§ Work required:
The required output is the line containing "the green dumpster." and every line after it, transcribed exactly through the end of the data below.
^^^^^^^^
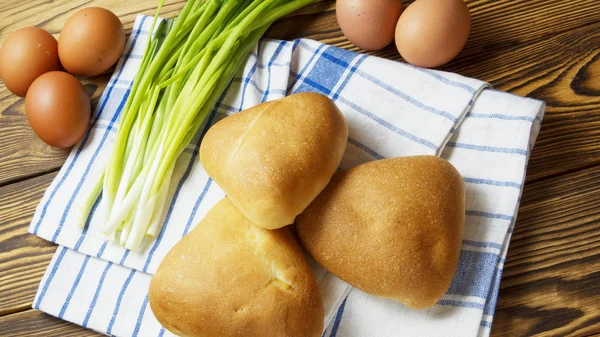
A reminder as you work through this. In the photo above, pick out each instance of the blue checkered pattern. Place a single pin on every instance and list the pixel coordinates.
(392, 109)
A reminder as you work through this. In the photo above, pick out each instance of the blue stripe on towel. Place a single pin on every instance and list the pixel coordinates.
(407, 97)
(119, 299)
(55, 267)
(487, 148)
(474, 274)
(500, 116)
(351, 72)
(103, 101)
(490, 215)
(140, 319)
(273, 58)
(96, 295)
(493, 182)
(73, 287)
(388, 125)
(338, 319)
(462, 304)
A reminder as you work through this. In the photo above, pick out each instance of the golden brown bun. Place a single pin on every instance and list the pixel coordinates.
(392, 228)
(273, 159)
(230, 278)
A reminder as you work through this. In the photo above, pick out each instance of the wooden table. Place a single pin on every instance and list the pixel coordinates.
(545, 49)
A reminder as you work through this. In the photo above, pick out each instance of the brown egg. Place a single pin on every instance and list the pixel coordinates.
(369, 24)
(432, 32)
(25, 55)
(58, 109)
(91, 42)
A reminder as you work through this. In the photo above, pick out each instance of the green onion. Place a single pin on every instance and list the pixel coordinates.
(187, 64)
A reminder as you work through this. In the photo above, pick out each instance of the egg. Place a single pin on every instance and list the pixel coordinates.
(368, 24)
(58, 109)
(430, 33)
(25, 55)
(91, 42)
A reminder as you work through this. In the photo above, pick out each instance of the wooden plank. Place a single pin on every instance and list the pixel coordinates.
(541, 49)
(36, 323)
(544, 49)
(551, 280)
(23, 257)
(22, 153)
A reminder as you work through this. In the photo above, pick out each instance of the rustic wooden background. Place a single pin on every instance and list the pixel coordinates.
(545, 49)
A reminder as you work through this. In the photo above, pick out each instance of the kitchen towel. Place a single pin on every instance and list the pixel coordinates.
(392, 109)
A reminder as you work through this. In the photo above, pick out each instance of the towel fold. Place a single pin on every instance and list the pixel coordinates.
(392, 109)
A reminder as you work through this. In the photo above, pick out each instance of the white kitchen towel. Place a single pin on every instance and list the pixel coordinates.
(392, 109)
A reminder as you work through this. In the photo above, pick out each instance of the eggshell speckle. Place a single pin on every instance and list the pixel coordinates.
(91, 42)
(25, 55)
(430, 33)
(58, 109)
(369, 24)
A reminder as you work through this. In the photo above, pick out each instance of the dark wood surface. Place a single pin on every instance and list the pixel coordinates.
(545, 49)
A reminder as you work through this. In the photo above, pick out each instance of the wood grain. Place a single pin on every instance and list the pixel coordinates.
(552, 273)
(36, 323)
(543, 49)
(23, 257)
(551, 280)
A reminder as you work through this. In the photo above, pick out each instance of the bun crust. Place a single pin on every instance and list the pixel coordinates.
(230, 278)
(273, 159)
(392, 228)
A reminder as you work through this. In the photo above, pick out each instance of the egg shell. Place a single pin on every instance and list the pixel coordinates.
(431, 33)
(25, 55)
(368, 24)
(58, 109)
(91, 42)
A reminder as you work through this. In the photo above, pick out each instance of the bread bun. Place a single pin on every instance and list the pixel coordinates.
(230, 278)
(273, 159)
(392, 228)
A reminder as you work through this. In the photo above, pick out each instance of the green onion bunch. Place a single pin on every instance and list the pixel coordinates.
(187, 64)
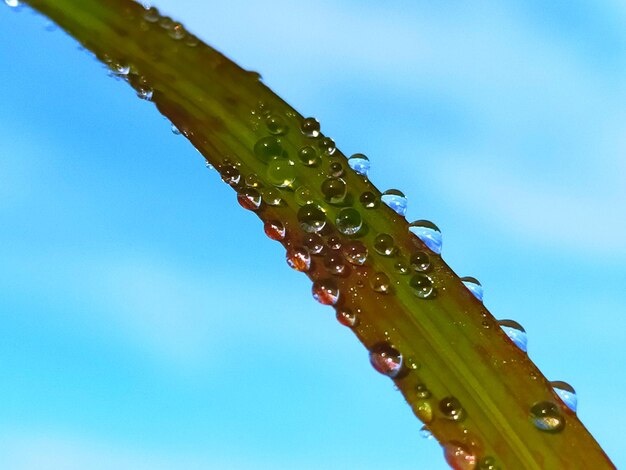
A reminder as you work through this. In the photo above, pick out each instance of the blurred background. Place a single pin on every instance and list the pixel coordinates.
(147, 322)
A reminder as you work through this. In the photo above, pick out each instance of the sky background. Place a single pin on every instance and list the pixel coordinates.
(126, 340)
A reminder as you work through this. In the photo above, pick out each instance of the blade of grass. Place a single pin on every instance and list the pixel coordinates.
(451, 345)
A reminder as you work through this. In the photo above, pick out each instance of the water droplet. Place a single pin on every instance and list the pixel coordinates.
(429, 233)
(335, 264)
(473, 286)
(516, 333)
(386, 359)
(396, 200)
(274, 229)
(349, 221)
(334, 190)
(566, 393)
(314, 243)
(272, 196)
(230, 175)
(191, 40)
(423, 410)
(253, 180)
(144, 92)
(312, 218)
(458, 456)
(421, 391)
(281, 172)
(267, 148)
(547, 417)
(298, 258)
(369, 200)
(276, 124)
(423, 286)
(151, 15)
(334, 242)
(335, 169)
(380, 283)
(304, 196)
(420, 261)
(355, 252)
(451, 409)
(310, 127)
(249, 198)
(359, 163)
(401, 268)
(487, 463)
(425, 432)
(326, 291)
(176, 31)
(384, 245)
(308, 156)
(327, 146)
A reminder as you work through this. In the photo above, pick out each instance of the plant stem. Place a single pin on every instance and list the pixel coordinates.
(451, 345)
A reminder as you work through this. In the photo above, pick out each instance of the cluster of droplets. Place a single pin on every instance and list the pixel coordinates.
(339, 256)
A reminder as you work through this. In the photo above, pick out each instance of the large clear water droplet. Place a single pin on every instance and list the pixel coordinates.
(325, 291)
(566, 393)
(298, 258)
(312, 218)
(429, 233)
(473, 286)
(327, 146)
(546, 416)
(386, 359)
(349, 221)
(396, 200)
(359, 163)
(459, 456)
(516, 333)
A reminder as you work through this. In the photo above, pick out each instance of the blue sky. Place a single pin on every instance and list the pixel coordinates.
(126, 341)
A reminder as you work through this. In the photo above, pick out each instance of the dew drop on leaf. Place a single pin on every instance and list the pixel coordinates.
(396, 200)
(386, 359)
(325, 291)
(515, 332)
(474, 286)
(429, 233)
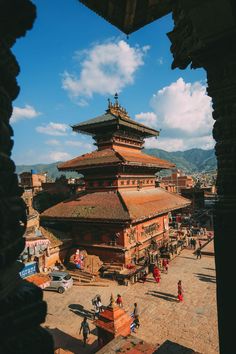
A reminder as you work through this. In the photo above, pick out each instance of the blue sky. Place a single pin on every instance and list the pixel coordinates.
(73, 60)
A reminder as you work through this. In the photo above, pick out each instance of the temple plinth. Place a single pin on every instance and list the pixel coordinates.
(112, 322)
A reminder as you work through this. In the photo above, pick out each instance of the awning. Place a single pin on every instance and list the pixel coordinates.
(34, 243)
(41, 280)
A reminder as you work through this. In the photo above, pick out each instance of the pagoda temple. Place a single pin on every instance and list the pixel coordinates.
(121, 215)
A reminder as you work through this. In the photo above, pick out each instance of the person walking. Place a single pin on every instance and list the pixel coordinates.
(144, 277)
(165, 265)
(99, 303)
(119, 300)
(136, 315)
(180, 291)
(85, 329)
(156, 274)
(199, 253)
(96, 309)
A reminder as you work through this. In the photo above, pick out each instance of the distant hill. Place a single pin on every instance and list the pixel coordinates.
(194, 160)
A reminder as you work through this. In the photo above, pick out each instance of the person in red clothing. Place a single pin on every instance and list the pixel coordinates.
(156, 274)
(144, 277)
(119, 300)
(180, 291)
(165, 264)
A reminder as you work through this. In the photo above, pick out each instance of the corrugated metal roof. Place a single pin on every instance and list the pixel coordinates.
(122, 206)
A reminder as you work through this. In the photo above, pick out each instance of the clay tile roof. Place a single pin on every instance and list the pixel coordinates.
(150, 202)
(104, 157)
(55, 237)
(122, 206)
(141, 158)
(101, 206)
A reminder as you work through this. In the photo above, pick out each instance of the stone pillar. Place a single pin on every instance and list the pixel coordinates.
(21, 306)
(112, 322)
(204, 35)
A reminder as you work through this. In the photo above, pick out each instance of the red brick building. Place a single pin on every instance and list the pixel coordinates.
(32, 180)
(121, 214)
(178, 180)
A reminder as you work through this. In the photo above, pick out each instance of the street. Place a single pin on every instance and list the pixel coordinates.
(192, 323)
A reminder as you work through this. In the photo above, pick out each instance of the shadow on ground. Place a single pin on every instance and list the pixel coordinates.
(169, 347)
(206, 277)
(161, 295)
(81, 311)
(187, 257)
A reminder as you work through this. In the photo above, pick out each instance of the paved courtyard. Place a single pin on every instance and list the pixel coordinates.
(192, 323)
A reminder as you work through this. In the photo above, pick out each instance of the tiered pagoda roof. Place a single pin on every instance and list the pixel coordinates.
(120, 206)
(112, 157)
(120, 177)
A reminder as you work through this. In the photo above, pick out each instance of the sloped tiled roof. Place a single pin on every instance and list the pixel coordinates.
(110, 156)
(99, 119)
(121, 206)
(138, 157)
(98, 157)
(104, 206)
(150, 202)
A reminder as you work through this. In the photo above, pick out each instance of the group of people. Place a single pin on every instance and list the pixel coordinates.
(98, 307)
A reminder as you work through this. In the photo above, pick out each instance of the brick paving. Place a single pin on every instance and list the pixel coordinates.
(192, 323)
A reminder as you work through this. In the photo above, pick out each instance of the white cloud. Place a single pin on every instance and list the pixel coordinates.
(178, 144)
(54, 156)
(148, 118)
(183, 111)
(106, 68)
(27, 112)
(56, 129)
(52, 142)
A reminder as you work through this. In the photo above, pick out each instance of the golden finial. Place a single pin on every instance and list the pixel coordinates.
(116, 99)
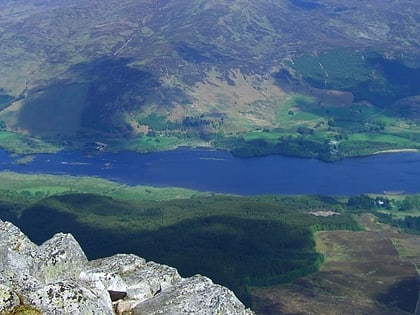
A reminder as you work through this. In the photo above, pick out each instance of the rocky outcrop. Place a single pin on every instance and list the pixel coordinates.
(57, 278)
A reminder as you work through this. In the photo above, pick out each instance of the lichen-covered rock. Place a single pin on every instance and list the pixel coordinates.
(196, 295)
(8, 298)
(146, 282)
(57, 278)
(15, 248)
(12, 238)
(70, 298)
(119, 263)
(59, 258)
(110, 282)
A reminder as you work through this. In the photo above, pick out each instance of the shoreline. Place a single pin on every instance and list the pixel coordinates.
(396, 151)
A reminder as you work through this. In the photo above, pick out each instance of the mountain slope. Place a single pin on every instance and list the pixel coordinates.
(198, 71)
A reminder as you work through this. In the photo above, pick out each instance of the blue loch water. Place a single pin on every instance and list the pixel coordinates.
(220, 172)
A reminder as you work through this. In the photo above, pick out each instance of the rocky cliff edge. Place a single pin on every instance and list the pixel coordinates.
(57, 278)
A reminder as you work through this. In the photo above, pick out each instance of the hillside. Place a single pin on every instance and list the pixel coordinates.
(311, 78)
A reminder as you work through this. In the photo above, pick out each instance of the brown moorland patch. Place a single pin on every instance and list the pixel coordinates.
(371, 272)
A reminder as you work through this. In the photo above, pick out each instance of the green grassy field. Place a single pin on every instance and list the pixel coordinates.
(178, 227)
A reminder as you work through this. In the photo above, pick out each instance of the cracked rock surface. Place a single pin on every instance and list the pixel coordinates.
(57, 278)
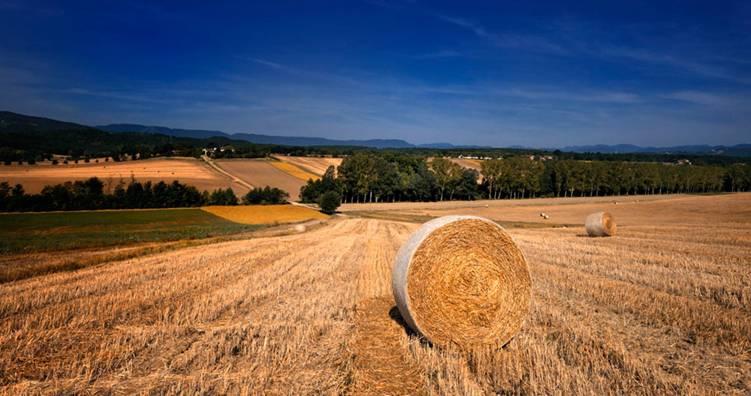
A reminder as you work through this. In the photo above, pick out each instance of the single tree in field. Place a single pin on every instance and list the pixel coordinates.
(446, 173)
(329, 202)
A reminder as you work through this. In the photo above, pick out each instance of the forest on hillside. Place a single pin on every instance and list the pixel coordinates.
(367, 177)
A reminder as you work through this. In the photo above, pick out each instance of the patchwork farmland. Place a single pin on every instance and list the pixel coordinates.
(186, 170)
(262, 172)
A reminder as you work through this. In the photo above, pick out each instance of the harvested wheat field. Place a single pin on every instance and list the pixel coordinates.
(315, 165)
(265, 214)
(468, 163)
(294, 170)
(186, 170)
(662, 307)
(261, 173)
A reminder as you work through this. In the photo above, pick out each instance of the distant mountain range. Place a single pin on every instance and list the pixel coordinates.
(10, 121)
(255, 138)
(738, 150)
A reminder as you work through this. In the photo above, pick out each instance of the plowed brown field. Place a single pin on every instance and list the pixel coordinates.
(664, 307)
(186, 170)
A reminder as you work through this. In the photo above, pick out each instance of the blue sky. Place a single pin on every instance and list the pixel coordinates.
(547, 74)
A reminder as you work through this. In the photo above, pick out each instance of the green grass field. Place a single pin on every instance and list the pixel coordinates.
(37, 232)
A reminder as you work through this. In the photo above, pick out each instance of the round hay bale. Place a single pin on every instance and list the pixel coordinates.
(600, 224)
(461, 280)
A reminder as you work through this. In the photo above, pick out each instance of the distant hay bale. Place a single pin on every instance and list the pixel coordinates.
(600, 224)
(461, 280)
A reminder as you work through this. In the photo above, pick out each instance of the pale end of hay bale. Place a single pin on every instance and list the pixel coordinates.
(600, 224)
(461, 280)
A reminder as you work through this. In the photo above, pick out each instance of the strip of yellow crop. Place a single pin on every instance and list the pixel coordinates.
(264, 214)
(294, 170)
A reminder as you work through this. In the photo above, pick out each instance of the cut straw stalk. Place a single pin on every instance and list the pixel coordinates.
(600, 224)
(462, 280)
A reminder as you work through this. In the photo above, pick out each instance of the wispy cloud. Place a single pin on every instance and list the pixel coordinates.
(441, 54)
(647, 56)
(505, 40)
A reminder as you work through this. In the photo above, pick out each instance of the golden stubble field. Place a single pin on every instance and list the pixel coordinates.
(262, 172)
(186, 170)
(315, 165)
(664, 307)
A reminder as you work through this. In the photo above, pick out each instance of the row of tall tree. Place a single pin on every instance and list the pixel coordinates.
(370, 177)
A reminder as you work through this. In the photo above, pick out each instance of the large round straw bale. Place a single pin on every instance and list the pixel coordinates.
(600, 224)
(462, 280)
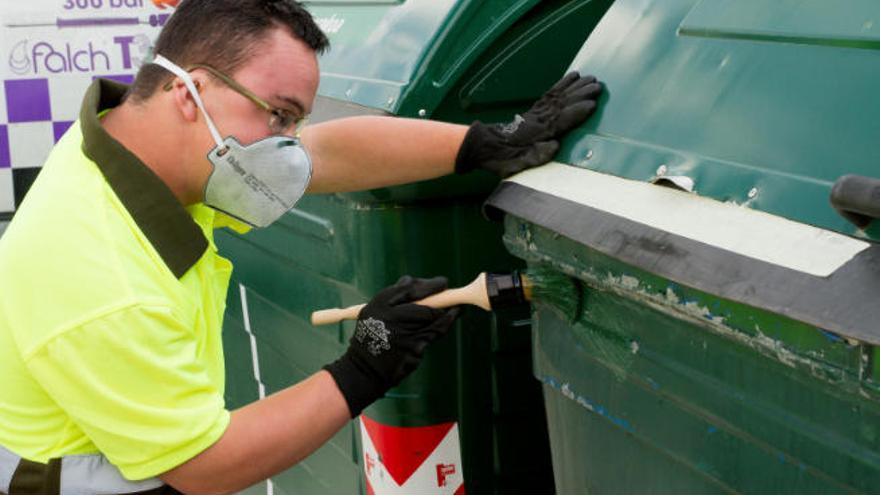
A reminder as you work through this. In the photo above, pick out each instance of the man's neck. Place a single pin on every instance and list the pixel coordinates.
(134, 126)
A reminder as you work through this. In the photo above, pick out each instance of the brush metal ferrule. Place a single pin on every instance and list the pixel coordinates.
(505, 290)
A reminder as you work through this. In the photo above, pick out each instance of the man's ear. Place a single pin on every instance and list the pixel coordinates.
(184, 101)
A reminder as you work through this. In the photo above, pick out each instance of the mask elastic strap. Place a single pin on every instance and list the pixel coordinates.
(187, 80)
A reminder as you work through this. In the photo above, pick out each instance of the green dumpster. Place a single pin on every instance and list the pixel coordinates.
(728, 316)
(471, 418)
^^^^^^^^
§ Answer box:
A reminder as you work through this. In the photo above, pick out each instance of the green dumpster. Place a single pin on every instance and list the pixel coordinates.
(728, 316)
(471, 418)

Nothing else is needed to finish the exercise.